• _What is asked_
Retype the passage on talent management assessment below, between "Unfortunately I have" and "talent’s business impact.", inclusive.

• _Passage shown_
>> begin

In a world where it’s easy to get a “snapshot assessment” of your personal physical health or your organization’s financial or IT security effectiveness, what could be more valuable than an easy-to-conduct executive level “snapshot assessment” of talent management and HR?

Unfortunately I have found that most in HR are satisfied with a subjective or low-level tactical assessment, which instead of business impacts, covers spending efficiency, lean staffing, and whether managers and employees are satisfied with us.

In order to be considered as credible, instead this snapshot must be strategic, and it should mirror the executive snapshots that are available in finance, customer service, and IT. In order to assess how well you’re doing, a benchmark number must also be provided so that you can compare your results to your direct competitor firms. I have included six simple measures that by themselves are enough to give you a snapshot but accurate view of talent’s business impact.

>> end

• _Material provided_
>> begin

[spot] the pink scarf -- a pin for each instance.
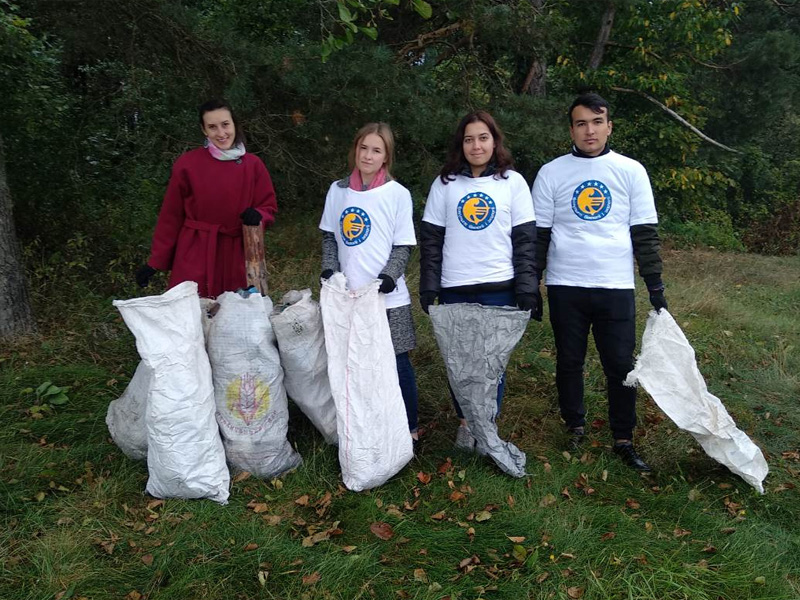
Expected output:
(377, 181)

>> end

• _Output of the task_
Unfortunately I have found that most in HR are satisfied with a subjective or low-level tactical assessment, which instead of business impacts, covers spending efficiency, lean staffing, and whether managers and employees are satisfied with us.

In order to be considered as credible, instead this snapshot must be strategic, and it should mirror the executive snapshots that are available in finance, customer service, and IT. In order to assess how well you’re doing, a benchmark number must also be provided so that you can compare your results to your direct competitor firms. I have included six simple measures that by themselves are enough to give you a snapshot but accurate view of talent’s business impact.